EXERCISE REQUIREMENTS: Can you write out the records below again, substituting "wildlife documentary crew" for every "sports broadcast truck" and leaving everything else unchanged?

PROVIDED ENTRIES:
⟨
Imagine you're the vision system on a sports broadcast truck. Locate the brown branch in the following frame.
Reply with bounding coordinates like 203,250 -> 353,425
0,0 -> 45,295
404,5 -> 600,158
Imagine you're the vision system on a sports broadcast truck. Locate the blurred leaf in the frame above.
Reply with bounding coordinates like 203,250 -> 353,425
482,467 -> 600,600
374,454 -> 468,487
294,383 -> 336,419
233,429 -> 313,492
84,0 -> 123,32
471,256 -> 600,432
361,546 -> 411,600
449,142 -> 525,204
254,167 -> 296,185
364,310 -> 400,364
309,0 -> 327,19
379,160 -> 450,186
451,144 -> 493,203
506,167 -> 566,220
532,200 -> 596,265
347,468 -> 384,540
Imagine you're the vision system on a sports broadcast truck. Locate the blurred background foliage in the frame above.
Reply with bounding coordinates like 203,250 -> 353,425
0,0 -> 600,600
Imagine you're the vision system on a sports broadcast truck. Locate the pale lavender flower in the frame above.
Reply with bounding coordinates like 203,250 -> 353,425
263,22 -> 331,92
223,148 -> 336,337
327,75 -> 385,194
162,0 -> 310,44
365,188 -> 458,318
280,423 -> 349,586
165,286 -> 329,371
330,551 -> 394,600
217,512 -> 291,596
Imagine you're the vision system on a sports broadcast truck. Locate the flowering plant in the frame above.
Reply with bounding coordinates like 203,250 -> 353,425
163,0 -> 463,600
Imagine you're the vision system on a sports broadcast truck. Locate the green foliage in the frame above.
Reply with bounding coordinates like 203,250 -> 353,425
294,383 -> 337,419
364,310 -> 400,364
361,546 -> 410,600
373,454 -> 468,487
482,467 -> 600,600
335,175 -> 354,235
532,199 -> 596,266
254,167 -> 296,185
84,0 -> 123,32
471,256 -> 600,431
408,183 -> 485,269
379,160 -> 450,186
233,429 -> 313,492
⟩
WRITTEN SOLUTION:
Imagine you're the vision system on a wildlife documentary crew. Locate the brown branch in the following frame.
Reply with bounding coordinates like 203,250 -> 353,425
0,0 -> 45,295
404,5 -> 600,158
Imagine you're the vision system on a wildlife documentary crew. Locate the blurred leaf in the frame above.
Reply with bounding coordinates like 203,250 -> 353,425
482,467 -> 600,600
374,454 -> 468,487
294,383 -> 336,419
233,429 -> 313,492
84,0 -> 123,32
471,256 -> 600,432
361,546 -> 411,600
449,142 -> 525,204
254,167 -> 296,185
364,310 -> 400,364
309,0 -> 327,19
379,160 -> 450,186
451,144 -> 493,203
506,167 -> 566,220
532,200 -> 596,265
347,468 -> 384,540
Imagine you're the vision system on a wildlife documentary crew. Locate the blurred background foliage in the frame above.
Reply with bounding coordinates like 203,250 -> 353,425
0,0 -> 600,600
Imagine you're the vision system on a wildlife documentary crew. Locate the pale lavender flower in the frame above.
Reply with bounding coordinates like 203,250 -> 353,425
263,22 -> 331,92
223,148 -> 336,337
327,75 -> 385,194
162,0 -> 310,44
365,188 -> 458,318
280,423 -> 349,586
165,286 -> 329,371
330,551 -> 394,600
217,512 -> 291,596
Imagine you're the vision system on a wildlife documentary crew. Locate the flowering plant in the frame above.
Reply with bounding coordinates like 203,250 -> 353,425
163,0 -> 463,600
Imagine you're the vision system on a wildlife documentary crew. Locate the green foliage in the frame above.
Reply with bounding coordinates like 203,250 -> 353,425
294,383 -> 337,419
364,310 -> 400,364
361,546 -> 410,600
373,454 -> 468,487
482,467 -> 600,600
335,175 -> 354,235
532,199 -> 596,266
254,167 -> 296,185
84,0 -> 123,32
471,256 -> 600,431
408,183 -> 485,269
379,160 -> 450,186
233,429 -> 313,492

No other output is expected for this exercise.